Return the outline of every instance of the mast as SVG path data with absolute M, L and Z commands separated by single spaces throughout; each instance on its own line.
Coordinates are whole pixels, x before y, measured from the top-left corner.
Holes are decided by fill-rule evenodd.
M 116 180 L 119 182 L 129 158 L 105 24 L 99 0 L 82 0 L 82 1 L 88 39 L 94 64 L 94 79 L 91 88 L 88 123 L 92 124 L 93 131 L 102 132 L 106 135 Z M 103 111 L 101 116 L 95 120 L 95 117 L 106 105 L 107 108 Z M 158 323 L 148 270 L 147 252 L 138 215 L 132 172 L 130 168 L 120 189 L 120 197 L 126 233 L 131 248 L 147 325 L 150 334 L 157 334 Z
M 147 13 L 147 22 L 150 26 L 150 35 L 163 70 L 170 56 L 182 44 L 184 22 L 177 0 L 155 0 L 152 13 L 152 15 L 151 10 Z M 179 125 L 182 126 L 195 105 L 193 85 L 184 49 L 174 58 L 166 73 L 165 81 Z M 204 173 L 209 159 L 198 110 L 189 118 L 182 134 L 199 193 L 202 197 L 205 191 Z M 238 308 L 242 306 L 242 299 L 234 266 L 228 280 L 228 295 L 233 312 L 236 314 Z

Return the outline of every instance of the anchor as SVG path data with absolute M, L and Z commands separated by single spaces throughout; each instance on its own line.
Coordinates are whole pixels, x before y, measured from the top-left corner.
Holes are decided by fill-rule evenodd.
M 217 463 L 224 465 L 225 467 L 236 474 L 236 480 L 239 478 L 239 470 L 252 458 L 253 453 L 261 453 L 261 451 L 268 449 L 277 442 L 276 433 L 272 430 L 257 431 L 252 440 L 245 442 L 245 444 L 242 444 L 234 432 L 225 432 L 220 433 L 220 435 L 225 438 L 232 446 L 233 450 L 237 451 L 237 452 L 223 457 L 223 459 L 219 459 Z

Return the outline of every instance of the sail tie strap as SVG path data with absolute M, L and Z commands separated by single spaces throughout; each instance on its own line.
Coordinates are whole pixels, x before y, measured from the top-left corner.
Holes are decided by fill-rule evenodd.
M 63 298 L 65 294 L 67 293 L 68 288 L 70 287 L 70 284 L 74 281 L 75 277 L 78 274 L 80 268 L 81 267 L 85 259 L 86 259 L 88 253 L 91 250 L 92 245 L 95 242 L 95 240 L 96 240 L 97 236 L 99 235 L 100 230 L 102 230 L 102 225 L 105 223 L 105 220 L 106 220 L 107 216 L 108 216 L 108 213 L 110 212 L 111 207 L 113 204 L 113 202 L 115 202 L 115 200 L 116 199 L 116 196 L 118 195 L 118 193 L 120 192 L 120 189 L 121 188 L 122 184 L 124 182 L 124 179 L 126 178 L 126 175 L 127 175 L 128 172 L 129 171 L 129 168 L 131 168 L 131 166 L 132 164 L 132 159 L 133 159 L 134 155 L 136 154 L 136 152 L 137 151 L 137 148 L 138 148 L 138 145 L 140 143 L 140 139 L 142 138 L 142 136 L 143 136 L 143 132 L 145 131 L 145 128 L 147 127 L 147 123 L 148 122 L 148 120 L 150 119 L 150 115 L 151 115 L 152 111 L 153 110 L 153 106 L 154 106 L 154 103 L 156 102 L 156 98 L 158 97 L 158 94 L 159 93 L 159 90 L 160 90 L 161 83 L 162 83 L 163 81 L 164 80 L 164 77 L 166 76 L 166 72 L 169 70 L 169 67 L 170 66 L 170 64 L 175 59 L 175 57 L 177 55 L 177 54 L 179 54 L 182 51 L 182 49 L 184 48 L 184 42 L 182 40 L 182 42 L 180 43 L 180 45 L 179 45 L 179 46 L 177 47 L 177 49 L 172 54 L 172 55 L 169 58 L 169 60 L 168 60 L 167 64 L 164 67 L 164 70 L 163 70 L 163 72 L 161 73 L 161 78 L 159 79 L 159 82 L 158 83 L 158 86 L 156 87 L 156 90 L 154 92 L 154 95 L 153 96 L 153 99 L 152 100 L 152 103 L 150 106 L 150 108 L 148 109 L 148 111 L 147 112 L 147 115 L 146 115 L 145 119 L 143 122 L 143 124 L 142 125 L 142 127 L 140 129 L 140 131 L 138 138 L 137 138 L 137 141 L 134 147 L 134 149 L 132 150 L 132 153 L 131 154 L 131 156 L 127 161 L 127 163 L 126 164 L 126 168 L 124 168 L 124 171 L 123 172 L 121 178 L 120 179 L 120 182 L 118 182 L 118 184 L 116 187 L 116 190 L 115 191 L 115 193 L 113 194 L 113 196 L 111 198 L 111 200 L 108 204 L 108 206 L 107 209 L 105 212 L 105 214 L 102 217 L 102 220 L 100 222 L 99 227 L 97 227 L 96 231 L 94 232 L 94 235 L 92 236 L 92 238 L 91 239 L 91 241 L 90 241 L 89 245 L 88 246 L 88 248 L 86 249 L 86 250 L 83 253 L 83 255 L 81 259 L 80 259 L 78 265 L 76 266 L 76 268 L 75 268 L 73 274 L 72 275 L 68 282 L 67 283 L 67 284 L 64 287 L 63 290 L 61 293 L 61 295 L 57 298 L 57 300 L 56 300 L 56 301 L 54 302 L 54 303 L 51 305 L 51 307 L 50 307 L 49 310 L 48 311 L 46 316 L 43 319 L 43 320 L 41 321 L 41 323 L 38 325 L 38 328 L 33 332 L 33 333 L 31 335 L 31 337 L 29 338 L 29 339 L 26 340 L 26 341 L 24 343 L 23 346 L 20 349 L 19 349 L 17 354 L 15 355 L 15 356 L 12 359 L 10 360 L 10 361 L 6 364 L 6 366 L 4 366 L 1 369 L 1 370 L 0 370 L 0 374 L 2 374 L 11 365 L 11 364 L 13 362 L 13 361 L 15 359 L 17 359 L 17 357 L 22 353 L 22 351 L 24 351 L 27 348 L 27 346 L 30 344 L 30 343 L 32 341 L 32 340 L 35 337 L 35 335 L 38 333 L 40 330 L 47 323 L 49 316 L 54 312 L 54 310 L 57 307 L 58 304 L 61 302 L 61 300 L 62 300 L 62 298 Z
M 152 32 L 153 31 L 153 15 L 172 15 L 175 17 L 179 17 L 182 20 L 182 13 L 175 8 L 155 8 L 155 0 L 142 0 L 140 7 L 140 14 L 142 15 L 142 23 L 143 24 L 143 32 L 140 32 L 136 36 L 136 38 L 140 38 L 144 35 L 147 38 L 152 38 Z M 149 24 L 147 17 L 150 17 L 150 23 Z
++++++
- _SET PROBLEM_
Copy every row above verbatim, line for line, without changing a single character.

- _OUTPUT BELOW_
Return the outline of every instance of the mast as SVG path data with absolute M, L and Z commands separated by single spaces throughout; each instance on its own line.
Coordinates are whole pixels, x before y, measured from the top-left corner.
Holes are decided by fill-rule evenodd.
M 116 180 L 119 182 L 129 158 L 105 24 L 99 0 L 82 0 L 82 1 L 88 39 L 94 64 L 94 79 L 91 88 L 88 123 L 92 124 L 93 131 L 102 132 L 106 135 Z M 103 111 L 101 116 L 95 120 L 95 117 L 106 105 L 107 108 Z M 158 323 L 148 270 L 147 252 L 138 215 L 132 172 L 130 168 L 120 189 L 120 197 L 126 233 L 131 248 L 147 325 L 150 334 L 157 334 Z
M 147 13 L 147 22 L 150 26 L 150 35 L 163 70 L 170 56 L 182 44 L 184 22 L 177 0 L 155 0 L 152 13 L 152 15 L 151 10 Z M 179 125 L 182 126 L 195 105 L 193 85 L 184 49 L 174 58 L 166 73 L 165 81 Z M 204 173 L 209 159 L 198 110 L 189 118 L 182 134 L 199 193 L 202 197 L 205 191 Z M 238 308 L 242 306 L 242 299 L 234 266 L 228 280 L 228 295 L 233 312 L 236 314 Z

Return the outline of every instance of the anchor as SVG path data with absolute M, L and Z commands separated by single spaces throughout; each instance on its own line.
Coordinates are whole pixels, x before y, measured from the top-left corner.
Holes are decided by fill-rule evenodd.
M 217 463 L 224 465 L 225 467 L 236 474 L 236 480 L 239 478 L 239 470 L 252 458 L 253 453 L 261 453 L 261 451 L 268 449 L 277 442 L 276 433 L 272 430 L 257 431 L 252 440 L 245 442 L 245 444 L 242 444 L 234 432 L 225 432 L 220 433 L 220 435 L 225 438 L 232 446 L 233 450 L 237 451 L 237 452 L 223 457 L 223 459 L 219 459 Z

Return the outline of every instance of the sail tie strap as SVG path data with absolute M, L and Z commands separated by single spaces throughout; each instance on its own line.
Coordinates are whole pixels, x before y, measured from the top-left corner.
Holes are decided by fill-rule evenodd.
M 63 298 L 65 294 L 67 293 L 68 288 L 70 287 L 70 284 L 74 281 L 75 277 L 78 274 L 80 268 L 81 267 L 85 259 L 86 259 L 88 253 L 91 250 L 92 245 L 95 242 L 95 240 L 96 240 L 97 236 L 99 235 L 100 230 L 102 230 L 102 225 L 105 223 L 105 220 L 106 220 L 107 216 L 108 216 L 108 213 L 110 212 L 111 207 L 113 204 L 113 202 L 115 202 L 115 200 L 116 199 L 116 196 L 118 195 L 118 193 L 120 192 L 120 189 L 121 188 L 122 184 L 124 182 L 124 179 L 126 178 L 126 175 L 127 175 L 128 172 L 129 171 L 129 168 L 131 168 L 131 166 L 132 164 L 132 159 L 133 159 L 134 155 L 136 154 L 136 152 L 137 151 L 137 148 L 138 148 L 138 145 L 140 143 L 140 139 L 142 138 L 142 136 L 143 136 L 143 132 L 145 131 L 145 128 L 147 127 L 147 123 L 148 122 L 148 120 L 150 119 L 150 115 L 151 115 L 152 111 L 153 110 L 153 106 L 154 106 L 154 103 L 156 102 L 156 98 L 158 97 L 158 94 L 159 93 L 159 90 L 160 90 L 161 83 L 162 83 L 163 81 L 164 80 L 164 77 L 166 76 L 166 72 L 169 70 L 169 67 L 170 66 L 170 64 L 175 59 L 175 57 L 177 55 L 177 54 L 179 54 L 182 51 L 182 49 L 184 48 L 184 42 L 182 40 L 182 42 L 180 43 L 180 45 L 179 45 L 179 46 L 177 47 L 177 49 L 172 54 L 172 55 L 169 58 L 169 60 L 168 60 L 167 64 L 164 67 L 164 70 L 163 70 L 163 72 L 161 73 L 161 78 L 159 79 L 159 82 L 158 83 L 158 86 L 156 87 L 156 90 L 154 92 L 154 95 L 153 96 L 153 99 L 152 100 L 152 103 L 150 106 L 150 108 L 148 109 L 148 111 L 147 112 L 147 115 L 146 115 L 145 119 L 143 122 L 143 124 L 142 125 L 142 127 L 140 129 L 140 131 L 138 138 L 137 138 L 137 141 L 134 147 L 134 149 L 132 150 L 132 153 L 131 154 L 131 156 L 127 161 L 127 163 L 126 164 L 126 168 L 124 168 L 124 171 L 123 172 L 121 178 L 120 179 L 120 182 L 118 182 L 118 184 L 116 187 L 116 190 L 115 191 L 115 193 L 113 194 L 113 196 L 111 198 L 111 200 L 108 204 L 108 206 L 107 209 L 105 212 L 105 214 L 102 217 L 102 220 L 100 222 L 99 227 L 97 227 L 96 231 L 94 232 L 94 235 L 92 236 L 92 238 L 91 239 L 91 241 L 90 241 L 89 245 L 88 246 L 88 248 L 86 249 L 86 250 L 83 253 L 83 255 L 81 259 L 80 259 L 78 265 L 76 266 L 76 268 L 75 268 L 73 274 L 72 275 L 68 282 L 67 283 L 67 284 L 64 287 L 63 290 L 61 293 L 61 295 L 57 298 L 57 300 L 56 300 L 56 301 L 54 302 L 54 303 L 51 305 L 51 307 L 50 307 L 49 310 L 48 311 L 46 316 L 43 319 L 43 320 L 41 321 L 41 323 L 38 325 L 38 328 L 33 332 L 33 333 L 31 335 L 31 337 L 29 338 L 29 339 L 26 340 L 26 341 L 24 343 L 23 346 L 20 349 L 19 349 L 17 354 L 15 355 L 15 356 L 12 359 L 10 360 L 10 361 L 6 364 L 6 366 L 4 366 L 1 369 L 1 370 L 0 370 L 0 374 L 2 374 L 11 365 L 11 364 L 13 362 L 13 361 L 15 359 L 17 359 L 17 357 L 22 353 L 22 351 L 24 351 L 27 348 L 27 346 L 30 344 L 30 343 L 32 341 L 32 340 L 35 337 L 35 335 L 38 333 L 40 330 L 47 323 L 49 316 L 54 312 L 54 310 L 57 307 L 58 304 L 61 302 L 61 300 L 62 300 L 62 298 Z
M 152 32 L 153 31 L 153 15 L 172 15 L 175 17 L 179 17 L 182 20 L 182 13 L 175 8 L 155 8 L 155 0 L 142 0 L 140 7 L 140 14 L 142 15 L 142 23 L 143 24 L 143 32 L 140 32 L 136 36 L 136 38 L 140 38 L 144 35 L 147 38 L 152 38 Z M 149 24 L 147 17 L 150 17 L 150 23 Z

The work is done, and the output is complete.